Extract provided:

Sunday, October 30, 2005

Writing and Screenwriting

Years ago, every insurance agent and cop and school teacher was writing a novel. It was the cool thing to do, the culturally approved aspiration. Not any more. Now they're writing screenplays.There are several reasons for that. Screenplays promise the quick score (but then so do powerball and starting your own drug cartel); they have an aura of glamour. But mostly it's because they're easier. Sorry, I hate to say it. I feel like I'm blowing Hollywood's number one trade secret. Screenwriters love to talk about how hard it is, and everyone from Robert McKee to Syd Field have made fortunes by mapping this supposed wilderness of plot points and third act reversals. Most screenplays are bad and most would-be screen-writers can't write. But that doesn't make the form intrinsically difficult. The only really hard parts are common to all story-telling: getting the idea, and making it work. Inventing plots is hard -- that's why so many people don't bother, or act like they're 'above' such vulgarities. Building a plot that makes sense is even more difficult, and incoherent plotting has been institutionalized by some of our best writers and directors, for decades.

But that's the subject for another post.

So,let's say you've cooked up a good idea, a high concept smoker, and worked out all the beats, motivations, twists and turns. Good for you, but novelists and playwights do that stuff, too. It's the basic minimum requirement of the job, buddy. From then on,life gets cushy for screenwriters because,as a screenwriter, not to put too fine a point on it, EVERYONE ELSE IS DOING YOUR WORK FOR YOU. What about dialogue?, you might ask. Fair enough, but let's face it, dialogue is either easy and natural or just plain impossible for most writers. There's not much territory between perfect pitch and tone deaf, clever and stilted. Most screenwriters can spin out ten pages of dialogue before their first latte in the morning. Cutting it back is the tricky part.

But other people do that for you, too.

And every other part of the job is a free ride for the screenwriter. Atmosphere? The cinematographer and the composer handle that stuff. Creating the physical world in which the story takes place? The director, the production designer, the location manager, the CGI teams have that corner hammered down. Chemistry between the characters? It's Brangelina for chrissake. Or Bogey and Bacall, or Tracy and Hepburn. It's handled. Sex? That's the director's lookout. Screenwriters don't even have to try. As Shane Black said among his memorable stage directions in his Last Boy Scout script, "Hey, my mother reads this stuff. Actually I probably lost Mom in the hot tub blow job scene."

But the most crucial aspect of writing fiction scarcely appears in the screenwriter's life. The only faint hints are the stage directions CUT TO and DISSOLVE TO.

Supplied material:
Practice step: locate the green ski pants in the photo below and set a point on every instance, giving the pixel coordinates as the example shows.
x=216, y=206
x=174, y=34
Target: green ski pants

Problem description:
Could you transcribe the screenwriting post above from "But the most" up to and including "and DISSOLVE TO."?

Written response:
But the most crucial aspect of writing fiction scarcely appears in the screenwriter's life. The only faint hints are the stage directions CUT TO and DISSOLVE TO.